Segment Start: Record extracts

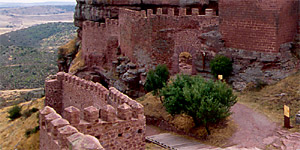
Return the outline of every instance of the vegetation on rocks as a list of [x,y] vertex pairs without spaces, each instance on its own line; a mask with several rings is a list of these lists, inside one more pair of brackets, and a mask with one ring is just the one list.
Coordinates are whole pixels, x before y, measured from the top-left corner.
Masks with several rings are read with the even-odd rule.
[[145,90],[153,91],[154,95],[159,93],[159,89],[163,88],[169,79],[168,67],[163,65],[157,65],[155,70],[149,70],[145,83]]
[[230,76],[233,68],[231,60],[222,55],[217,55],[214,59],[210,61],[211,73],[217,77],[218,75],[223,75],[224,78]]

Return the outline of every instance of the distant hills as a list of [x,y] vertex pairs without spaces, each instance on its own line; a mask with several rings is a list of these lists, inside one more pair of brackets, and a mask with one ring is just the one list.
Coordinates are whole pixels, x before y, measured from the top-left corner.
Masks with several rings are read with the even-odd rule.
[[64,3],[60,3],[60,5],[29,6],[29,4],[24,3],[28,6],[0,7],[0,35],[48,22],[73,22],[75,5],[62,4]]
[[45,6],[45,5],[76,5],[76,1],[74,2],[43,2],[43,3],[7,3],[0,2],[0,8],[2,7],[29,7],[29,6]]
[[74,13],[75,5],[44,5],[44,6],[28,6],[28,7],[11,7],[0,8],[1,15],[49,15],[62,14],[72,12]]

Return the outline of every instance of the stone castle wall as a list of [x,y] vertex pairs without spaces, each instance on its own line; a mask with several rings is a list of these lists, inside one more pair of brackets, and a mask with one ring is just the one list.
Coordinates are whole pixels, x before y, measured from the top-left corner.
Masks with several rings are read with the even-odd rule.
[[[141,66],[155,62],[167,64],[171,71],[178,72],[182,49],[199,53],[200,34],[215,29],[219,23],[214,10],[207,9],[206,15],[199,15],[200,11],[193,8],[187,15],[185,8],[178,11],[158,8],[155,14],[153,9],[147,12],[120,9],[118,21],[106,19],[105,24],[85,21],[82,47],[87,65],[109,67],[105,62],[116,60],[119,52]],[[195,73],[196,67],[193,68]]]
[[49,106],[40,111],[40,149],[104,150],[98,139],[79,132]]
[[[146,122],[143,106],[138,102],[113,87],[106,89],[62,72],[45,84],[45,106],[54,108],[62,116],[57,118],[64,118],[66,125],[96,138],[105,149],[144,149]],[[43,122],[40,125],[45,126]],[[48,127],[51,126],[45,126],[43,135],[55,140],[56,131]],[[44,140],[41,137],[41,143]]]
[[220,0],[219,12],[226,47],[279,52],[297,33],[297,0]]
[[109,66],[116,59],[119,41],[118,20],[106,19],[105,23],[83,23],[82,50],[87,64]]

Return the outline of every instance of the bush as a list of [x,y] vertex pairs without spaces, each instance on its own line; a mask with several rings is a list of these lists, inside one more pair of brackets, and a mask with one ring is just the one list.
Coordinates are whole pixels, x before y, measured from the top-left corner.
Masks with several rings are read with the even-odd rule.
[[228,117],[236,103],[232,89],[221,81],[205,81],[200,76],[179,75],[161,90],[164,106],[172,114],[186,113],[196,125],[205,125],[210,135],[209,124]]
[[210,61],[211,73],[217,77],[218,75],[223,75],[224,78],[230,76],[233,68],[232,62],[226,56],[217,55],[214,59]]
[[10,118],[10,120],[15,120],[19,117],[21,117],[21,107],[18,105],[15,105],[14,107],[12,107],[11,109],[8,110],[8,118]]
[[24,114],[23,114],[23,116],[24,116],[25,118],[28,118],[28,117],[30,117],[33,113],[35,113],[35,112],[37,112],[37,111],[39,111],[39,109],[37,109],[37,108],[32,108],[32,109],[30,109],[30,110],[28,110],[28,111],[25,111]]
[[158,94],[158,90],[164,87],[169,79],[169,70],[166,65],[157,65],[155,70],[149,70],[145,83],[145,90],[153,91],[154,95]]
[[27,129],[25,131],[25,136],[28,138],[31,134],[37,133],[40,130],[40,126],[36,126],[33,129]]

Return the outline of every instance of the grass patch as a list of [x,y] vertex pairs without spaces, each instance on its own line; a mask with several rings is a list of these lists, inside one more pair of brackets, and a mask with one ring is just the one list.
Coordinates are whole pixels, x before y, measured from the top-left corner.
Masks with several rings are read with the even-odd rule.
[[82,67],[84,67],[84,60],[82,59],[82,50],[79,49],[78,53],[76,54],[75,59],[73,60],[73,64],[70,67],[70,73],[75,73]]
[[237,93],[239,103],[268,116],[270,120],[283,126],[283,106],[290,107],[290,131],[299,131],[295,115],[300,110],[300,72],[291,75],[274,85],[263,87],[259,91]]

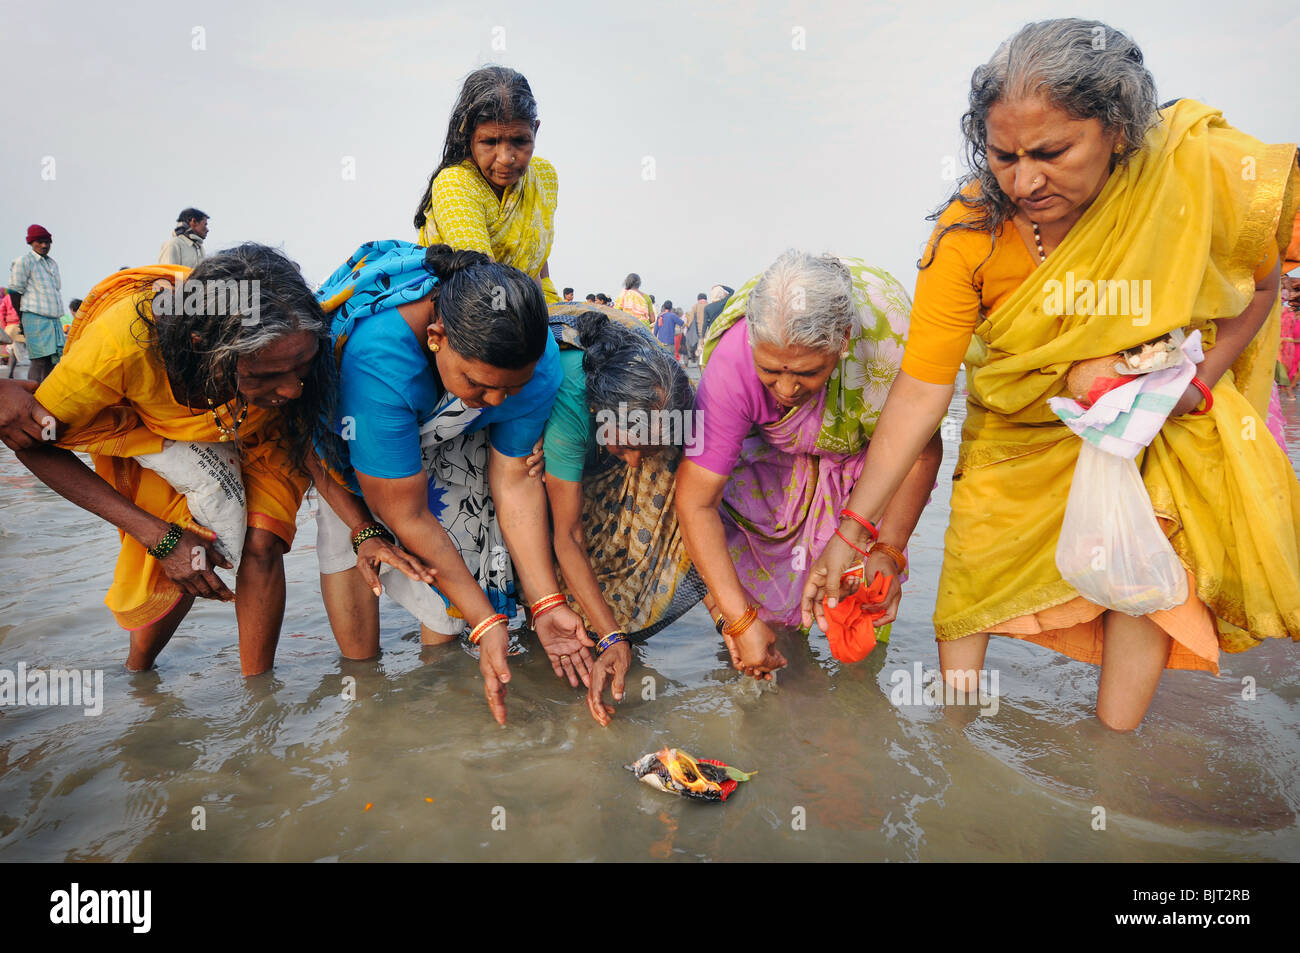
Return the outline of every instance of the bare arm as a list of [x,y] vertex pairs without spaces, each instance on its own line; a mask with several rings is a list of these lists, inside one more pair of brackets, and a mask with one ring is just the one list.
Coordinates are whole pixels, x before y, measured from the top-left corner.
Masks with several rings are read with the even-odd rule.
[[[374,514],[366,501],[339,484],[321,466],[316,457],[307,461],[307,472],[311,474],[312,484],[321,495],[326,505],[334,511],[348,528],[348,535],[355,537],[363,528],[375,521]],[[392,546],[382,536],[372,536],[357,548],[357,569],[361,571],[366,585],[375,595],[383,588],[379,581],[379,564],[387,563],[400,569],[407,576],[418,582],[432,584],[437,574],[425,566],[410,553]]]
[[[493,449],[488,462],[488,483],[492,502],[501,523],[501,535],[519,574],[525,597],[532,602],[560,585],[551,558],[551,529],[548,524],[545,485],[528,476],[527,457],[507,457]],[[578,687],[591,681],[591,653],[595,643],[577,613],[568,606],[552,609],[533,620],[533,630],[546,649],[551,668],[559,678]]]
[[[357,482],[370,509],[392,529],[402,546],[437,572],[438,589],[471,626],[492,615],[492,603],[487,594],[479,588],[478,580],[466,567],[460,551],[438,518],[429,512],[428,477],[417,473],[387,480],[358,471]],[[340,516],[346,520],[342,514]],[[504,645],[504,626],[497,626],[489,634],[498,630]]]
[[551,503],[556,562],[582,611],[598,633],[607,635],[618,628],[618,620],[601,594],[600,582],[587,557],[582,534],[582,484],[552,475],[546,480],[546,495]]
[[[909,475],[912,489],[904,494],[900,505],[905,510],[910,510],[916,502],[913,494],[921,493],[922,484],[928,494],[938,467],[936,464],[934,469],[930,470],[930,464],[926,464],[918,470],[917,466],[920,462],[918,458],[927,445],[932,443],[935,431],[943,420],[944,414],[948,412],[952,394],[952,384],[930,384],[917,380],[906,371],[899,371],[898,377],[894,379],[894,386],[890,388],[884,409],[880,413],[875,434],[867,445],[867,457],[862,466],[862,475],[858,477],[853,492],[849,494],[846,509],[852,510],[880,527],[885,515],[885,507],[894,498],[903,481],[909,479]],[[938,450],[942,458],[942,447],[940,446]],[[930,451],[931,454],[933,452]],[[929,477],[924,475],[925,472],[930,473]],[[924,506],[924,498],[921,499],[921,505]],[[911,535],[911,529],[915,528],[919,515],[918,509],[911,519],[908,536]],[[894,518],[898,519],[898,517]],[[865,544],[868,542],[866,532],[853,520],[840,520],[840,532],[858,546],[866,548]],[[895,532],[892,524],[888,532],[891,535]],[[831,541],[826,544],[821,556],[814,563],[808,574],[808,582],[804,585],[802,616],[805,624],[811,623],[815,613],[820,614],[823,596],[832,600],[832,606],[835,604],[834,600],[838,599],[840,594],[840,574],[853,564],[855,558],[856,553],[847,543],[838,536],[831,537]],[[818,621],[819,624],[822,622],[821,619]]]
[[[723,618],[734,622],[745,614],[750,599],[727,554],[727,531],[718,514],[727,480],[726,476],[683,459],[677,468],[676,505],[686,551]],[[723,638],[732,665],[747,675],[770,679],[774,669],[785,665],[785,659],[774,648],[775,633],[760,620],[736,639]]]
[[[1264,326],[1269,311],[1273,309],[1273,301],[1277,298],[1281,275],[1280,266],[1274,265],[1272,271],[1255,282],[1255,294],[1241,314],[1235,318],[1219,318],[1214,322],[1218,325],[1214,347],[1205,352],[1205,360],[1196,368],[1196,376],[1206,387],[1213,389],[1219,378],[1232,366],[1232,362],[1241,356],[1246,345],[1254,340],[1259,329]],[[1203,399],[1199,390],[1188,385],[1187,391],[1174,406],[1170,416],[1177,417],[1195,410]]]
[[[43,421],[52,419],[52,416],[33,401],[32,418]],[[64,429],[62,423],[57,426],[60,430]],[[142,510],[106,480],[100,479],[70,450],[63,450],[48,442],[37,442],[19,450],[17,454],[22,464],[55,493],[113,524],[128,536],[134,537],[146,549],[157,546],[171,529],[167,522]],[[212,567],[229,568],[230,563],[211,547],[212,541],[191,530],[185,530],[171,554],[161,560],[163,571],[185,593],[229,602],[235,598],[235,594],[213,572]],[[196,561],[193,558],[196,549],[204,553],[203,560]],[[196,568],[196,562],[203,568]]]
[[[438,574],[438,588],[460,610],[465,621],[477,625],[492,615],[492,603],[461,559],[460,551],[429,512],[429,480],[423,473],[385,480],[357,471],[357,482],[370,508],[397,535],[407,550]],[[506,683],[510,666],[506,647],[510,641],[504,625],[494,625],[479,642],[479,672],[483,695],[497,724],[506,723]]]

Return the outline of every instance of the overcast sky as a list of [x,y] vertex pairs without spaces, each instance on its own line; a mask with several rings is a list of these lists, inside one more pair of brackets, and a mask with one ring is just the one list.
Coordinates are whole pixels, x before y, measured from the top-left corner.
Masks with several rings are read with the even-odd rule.
[[690,303],[801,247],[910,289],[971,71],[1053,16],[1129,33],[1161,101],[1300,137],[1295,0],[6,3],[0,255],[44,225],[66,303],[156,261],[195,205],[209,253],[280,246],[315,284],[363,241],[414,240],[460,81],[497,62],[532,84],[559,172],[557,287],[637,271]]

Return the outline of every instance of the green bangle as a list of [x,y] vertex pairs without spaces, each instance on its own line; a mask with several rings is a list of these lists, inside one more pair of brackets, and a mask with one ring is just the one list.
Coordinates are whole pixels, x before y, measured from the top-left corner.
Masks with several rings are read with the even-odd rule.
[[362,543],[364,543],[368,539],[374,539],[376,536],[382,536],[390,543],[397,542],[397,540],[393,539],[393,534],[390,533],[388,530],[384,529],[383,526],[381,526],[378,523],[371,523],[368,526],[365,526],[362,529],[358,530],[357,535],[352,537],[352,552],[355,553],[358,549],[361,548]]
[[171,555],[171,551],[176,548],[176,544],[181,541],[181,534],[185,532],[175,523],[168,523],[169,527],[162,539],[158,540],[158,545],[153,549],[146,550],[154,559],[166,559]]

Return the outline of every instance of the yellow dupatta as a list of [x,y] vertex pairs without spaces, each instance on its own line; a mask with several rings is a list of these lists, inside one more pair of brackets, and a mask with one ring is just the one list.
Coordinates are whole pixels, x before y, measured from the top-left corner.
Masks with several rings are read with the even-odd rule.
[[[1212,347],[1213,321],[1245,309],[1270,243],[1286,247],[1298,182],[1294,145],[1265,145],[1216,110],[1181,101],[979,325],[987,355],[968,372],[935,609],[940,639],[1077,597],[1055,551],[1079,442],[1047,399],[1063,392],[1074,362],[1173,328],[1199,329]],[[1108,290],[1102,309],[1098,280],[1122,281],[1129,295]],[[1079,293],[1085,281],[1094,283],[1091,304]],[[1069,288],[1075,307],[1064,310],[1076,313],[1058,314]],[[1300,484],[1264,424],[1279,314],[1275,303],[1214,388],[1212,411],[1171,418],[1141,460],[1156,515],[1229,652],[1265,637],[1300,639]]]

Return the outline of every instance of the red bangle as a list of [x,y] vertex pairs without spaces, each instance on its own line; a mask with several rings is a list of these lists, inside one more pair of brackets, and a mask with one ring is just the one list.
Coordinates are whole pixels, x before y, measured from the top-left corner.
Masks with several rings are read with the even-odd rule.
[[536,621],[538,616],[545,615],[552,609],[566,605],[568,601],[569,600],[564,597],[563,593],[553,592],[549,596],[542,596],[542,598],[534,602],[528,607],[528,611],[532,614],[533,620]]
[[496,615],[488,616],[486,619],[484,619],[482,622],[480,622],[478,625],[474,626],[474,628],[470,630],[469,644],[478,645],[479,641],[483,638],[484,634],[486,634],[488,629],[492,628],[492,626],[494,625],[499,625],[502,622],[508,623],[509,621],[510,621],[509,619],[507,619],[499,612]]
[[853,549],[856,549],[863,556],[867,555],[867,551],[863,549],[861,546],[859,546],[857,543],[853,542],[853,540],[849,539],[843,533],[841,533],[840,528],[838,526],[835,527],[835,535],[838,536],[840,539],[844,540],[844,542],[848,543],[849,546],[851,546]]
[[1205,386],[1205,381],[1201,380],[1199,377],[1192,378],[1192,386],[1205,395],[1205,409],[1192,410],[1190,411],[1190,413],[1193,414],[1194,416],[1202,417],[1205,414],[1208,414],[1210,412],[1210,408],[1214,406],[1214,395],[1211,394],[1210,389]]
[[880,530],[876,529],[876,524],[871,522],[871,520],[867,519],[865,516],[859,516],[850,509],[840,510],[840,519],[844,519],[845,517],[853,520],[853,522],[859,524],[863,529],[870,533],[873,540],[880,537]]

Segment End: Record extracts

--- Exercise ---
Output exactly the lines from the first line of the records through the line containing "Return the outline of every instance of the distant". Leave out every picture.

--- Solution to the exercise ---
Return the outline of every instance of the vegetation on rocks as a list of [x,y] vertex pairs without spaces, each instance on its own line; a mask with several rings is a list of these lists, inside one more pair of brackets, and a mask with one ring is just the one list.
Coordinates are whole pixels, x before y, measured from the top-left corner.
Masks with several rings are read with the even-odd rule.
[[145,90],[153,91],[154,95],[159,93],[159,89],[163,88],[169,79],[168,67],[163,65],[157,65],[155,70],[149,70],[145,83]]
[[230,76],[233,68],[231,60],[222,55],[217,55],[214,59],[210,61],[211,73],[217,77],[218,75],[223,75],[224,78]]

Return the outline of every instance of the distant hills as a list of [x,y] vertex pairs without spaces, each instance on its own line; a mask with several rings is a list of these lists, inside one more pair of brackets, and a mask with one ring is just the one list.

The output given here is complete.